Stated task:
State how many lines in the entries that follow contain the word "below", and reply with only the number.

Listing:
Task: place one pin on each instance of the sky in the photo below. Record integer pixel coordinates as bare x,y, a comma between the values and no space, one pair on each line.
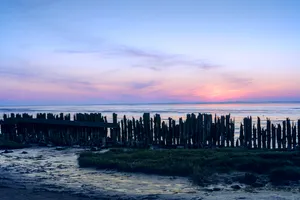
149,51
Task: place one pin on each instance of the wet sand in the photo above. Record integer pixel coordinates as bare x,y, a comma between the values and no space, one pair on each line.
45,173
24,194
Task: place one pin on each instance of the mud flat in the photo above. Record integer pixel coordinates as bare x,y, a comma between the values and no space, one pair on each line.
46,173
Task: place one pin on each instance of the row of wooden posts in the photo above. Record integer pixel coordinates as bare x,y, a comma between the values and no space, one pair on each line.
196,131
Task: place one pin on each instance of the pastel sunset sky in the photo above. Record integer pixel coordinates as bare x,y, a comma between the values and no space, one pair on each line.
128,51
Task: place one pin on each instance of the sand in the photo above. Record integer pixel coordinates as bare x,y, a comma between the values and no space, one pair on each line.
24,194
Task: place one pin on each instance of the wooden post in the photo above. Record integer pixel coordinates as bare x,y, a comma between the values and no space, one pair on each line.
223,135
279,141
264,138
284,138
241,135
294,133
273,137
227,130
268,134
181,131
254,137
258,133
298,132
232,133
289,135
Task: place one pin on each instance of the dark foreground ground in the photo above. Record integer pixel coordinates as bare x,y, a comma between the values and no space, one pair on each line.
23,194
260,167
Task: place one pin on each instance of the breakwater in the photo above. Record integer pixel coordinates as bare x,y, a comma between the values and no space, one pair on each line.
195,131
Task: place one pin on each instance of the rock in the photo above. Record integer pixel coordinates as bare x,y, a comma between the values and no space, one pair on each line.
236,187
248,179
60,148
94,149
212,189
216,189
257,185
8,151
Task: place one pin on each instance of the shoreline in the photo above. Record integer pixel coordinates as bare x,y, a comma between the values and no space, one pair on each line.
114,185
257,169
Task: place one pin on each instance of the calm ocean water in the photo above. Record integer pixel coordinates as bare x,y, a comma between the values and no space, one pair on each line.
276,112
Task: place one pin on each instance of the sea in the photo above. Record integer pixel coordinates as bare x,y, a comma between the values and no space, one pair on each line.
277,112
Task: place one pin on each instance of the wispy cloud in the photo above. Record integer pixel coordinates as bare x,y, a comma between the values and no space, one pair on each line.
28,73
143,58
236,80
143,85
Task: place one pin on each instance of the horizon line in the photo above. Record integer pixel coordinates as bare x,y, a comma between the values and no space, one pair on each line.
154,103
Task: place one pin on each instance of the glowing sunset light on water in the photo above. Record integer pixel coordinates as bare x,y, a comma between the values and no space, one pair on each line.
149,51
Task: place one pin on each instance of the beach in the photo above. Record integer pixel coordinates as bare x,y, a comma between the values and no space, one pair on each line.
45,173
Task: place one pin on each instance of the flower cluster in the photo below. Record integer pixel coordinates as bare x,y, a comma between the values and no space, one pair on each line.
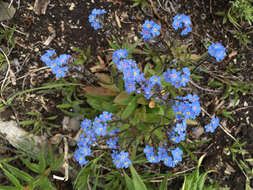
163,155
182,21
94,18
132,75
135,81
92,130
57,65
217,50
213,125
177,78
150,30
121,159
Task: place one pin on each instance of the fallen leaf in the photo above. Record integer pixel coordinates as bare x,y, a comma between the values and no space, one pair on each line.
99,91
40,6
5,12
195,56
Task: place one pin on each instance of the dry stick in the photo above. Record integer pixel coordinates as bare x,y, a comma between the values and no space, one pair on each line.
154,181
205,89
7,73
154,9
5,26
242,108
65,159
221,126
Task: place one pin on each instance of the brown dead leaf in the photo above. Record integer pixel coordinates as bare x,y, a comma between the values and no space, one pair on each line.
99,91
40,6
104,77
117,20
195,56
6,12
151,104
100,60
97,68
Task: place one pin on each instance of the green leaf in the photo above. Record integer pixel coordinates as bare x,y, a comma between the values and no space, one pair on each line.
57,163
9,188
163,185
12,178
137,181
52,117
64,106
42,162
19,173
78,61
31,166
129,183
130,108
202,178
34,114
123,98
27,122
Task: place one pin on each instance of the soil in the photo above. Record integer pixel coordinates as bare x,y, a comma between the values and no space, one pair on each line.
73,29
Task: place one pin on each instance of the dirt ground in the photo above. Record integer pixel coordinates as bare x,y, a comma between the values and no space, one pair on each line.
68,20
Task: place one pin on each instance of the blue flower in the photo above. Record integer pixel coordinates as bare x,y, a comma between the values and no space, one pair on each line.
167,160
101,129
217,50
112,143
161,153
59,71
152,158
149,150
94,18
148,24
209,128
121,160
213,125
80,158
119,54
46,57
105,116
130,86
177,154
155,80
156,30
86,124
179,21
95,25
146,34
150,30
---
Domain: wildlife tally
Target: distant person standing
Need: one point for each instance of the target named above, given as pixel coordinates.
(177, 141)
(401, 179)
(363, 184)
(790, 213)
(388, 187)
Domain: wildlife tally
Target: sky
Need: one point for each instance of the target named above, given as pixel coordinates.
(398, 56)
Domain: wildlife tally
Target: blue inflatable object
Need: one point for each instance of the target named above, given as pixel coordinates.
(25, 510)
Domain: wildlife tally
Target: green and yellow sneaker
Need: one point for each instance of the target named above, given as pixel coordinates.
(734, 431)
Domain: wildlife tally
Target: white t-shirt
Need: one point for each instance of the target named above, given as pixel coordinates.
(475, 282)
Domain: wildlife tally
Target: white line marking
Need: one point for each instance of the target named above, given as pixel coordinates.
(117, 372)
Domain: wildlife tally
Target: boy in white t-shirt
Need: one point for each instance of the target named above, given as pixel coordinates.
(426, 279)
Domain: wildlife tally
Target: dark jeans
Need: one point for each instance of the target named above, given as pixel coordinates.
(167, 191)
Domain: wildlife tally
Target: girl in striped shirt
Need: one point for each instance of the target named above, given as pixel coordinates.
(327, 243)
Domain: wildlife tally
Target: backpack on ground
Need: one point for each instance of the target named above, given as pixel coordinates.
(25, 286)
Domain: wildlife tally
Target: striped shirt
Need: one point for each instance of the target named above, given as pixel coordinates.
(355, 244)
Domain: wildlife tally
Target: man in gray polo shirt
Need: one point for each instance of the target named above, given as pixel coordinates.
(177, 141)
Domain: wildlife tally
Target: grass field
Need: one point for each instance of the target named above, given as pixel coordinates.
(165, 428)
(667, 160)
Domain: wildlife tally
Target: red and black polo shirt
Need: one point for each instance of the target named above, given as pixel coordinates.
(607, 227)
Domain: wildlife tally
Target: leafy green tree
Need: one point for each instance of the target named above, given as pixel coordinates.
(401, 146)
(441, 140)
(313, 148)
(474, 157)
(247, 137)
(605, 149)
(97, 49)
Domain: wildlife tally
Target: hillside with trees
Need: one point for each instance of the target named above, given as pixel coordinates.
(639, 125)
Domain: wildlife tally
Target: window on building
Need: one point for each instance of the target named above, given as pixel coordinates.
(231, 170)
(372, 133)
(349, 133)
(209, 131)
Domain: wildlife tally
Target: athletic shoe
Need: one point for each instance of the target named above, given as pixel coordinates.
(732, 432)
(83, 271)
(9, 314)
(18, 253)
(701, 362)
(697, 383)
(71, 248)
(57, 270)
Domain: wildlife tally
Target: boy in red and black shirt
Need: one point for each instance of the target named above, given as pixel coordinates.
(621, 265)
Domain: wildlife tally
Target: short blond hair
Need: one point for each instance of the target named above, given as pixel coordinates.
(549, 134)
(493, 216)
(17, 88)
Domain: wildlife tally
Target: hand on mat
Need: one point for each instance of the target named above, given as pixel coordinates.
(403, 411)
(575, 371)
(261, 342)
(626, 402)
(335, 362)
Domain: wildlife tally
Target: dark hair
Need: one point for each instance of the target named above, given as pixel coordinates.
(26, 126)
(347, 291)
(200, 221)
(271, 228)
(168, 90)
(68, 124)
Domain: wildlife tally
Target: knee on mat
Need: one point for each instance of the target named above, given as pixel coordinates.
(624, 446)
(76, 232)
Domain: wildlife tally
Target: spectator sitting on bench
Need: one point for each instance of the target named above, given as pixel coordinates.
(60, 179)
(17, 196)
==
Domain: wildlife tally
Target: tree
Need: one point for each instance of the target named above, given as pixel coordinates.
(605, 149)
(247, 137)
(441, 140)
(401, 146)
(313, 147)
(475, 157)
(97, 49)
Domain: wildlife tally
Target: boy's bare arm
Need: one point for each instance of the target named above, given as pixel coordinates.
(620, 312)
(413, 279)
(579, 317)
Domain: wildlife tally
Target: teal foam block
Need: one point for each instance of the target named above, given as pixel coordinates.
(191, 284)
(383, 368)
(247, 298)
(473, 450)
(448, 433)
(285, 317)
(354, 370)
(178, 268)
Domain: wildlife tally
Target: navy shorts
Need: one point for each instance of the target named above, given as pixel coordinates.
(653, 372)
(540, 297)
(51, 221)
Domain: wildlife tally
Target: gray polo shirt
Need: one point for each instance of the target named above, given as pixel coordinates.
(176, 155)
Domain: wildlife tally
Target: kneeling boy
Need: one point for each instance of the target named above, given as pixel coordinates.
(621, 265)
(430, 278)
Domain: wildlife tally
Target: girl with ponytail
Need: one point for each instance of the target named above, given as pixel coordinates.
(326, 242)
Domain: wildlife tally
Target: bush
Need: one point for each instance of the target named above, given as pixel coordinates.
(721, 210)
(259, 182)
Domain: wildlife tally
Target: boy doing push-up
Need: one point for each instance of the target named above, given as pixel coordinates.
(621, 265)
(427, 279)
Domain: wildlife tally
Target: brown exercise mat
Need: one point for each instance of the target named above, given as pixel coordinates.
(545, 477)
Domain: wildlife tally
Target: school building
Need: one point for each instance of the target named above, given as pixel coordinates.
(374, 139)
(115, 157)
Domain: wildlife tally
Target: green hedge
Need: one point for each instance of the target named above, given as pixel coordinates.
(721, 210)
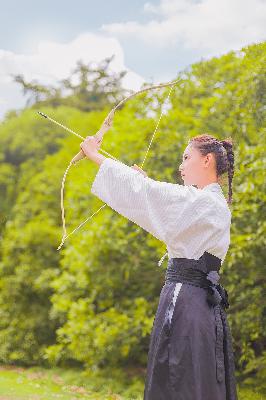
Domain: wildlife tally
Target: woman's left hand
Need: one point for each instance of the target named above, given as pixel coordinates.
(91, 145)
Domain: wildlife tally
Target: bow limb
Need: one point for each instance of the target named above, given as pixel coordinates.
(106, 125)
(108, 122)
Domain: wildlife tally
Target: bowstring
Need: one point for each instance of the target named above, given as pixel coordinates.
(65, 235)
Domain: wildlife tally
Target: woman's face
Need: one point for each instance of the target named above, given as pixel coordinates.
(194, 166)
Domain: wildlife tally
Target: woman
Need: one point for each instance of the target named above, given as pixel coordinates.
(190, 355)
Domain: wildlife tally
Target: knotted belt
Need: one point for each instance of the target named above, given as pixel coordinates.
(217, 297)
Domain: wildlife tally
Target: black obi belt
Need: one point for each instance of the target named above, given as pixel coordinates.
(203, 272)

The answer:
2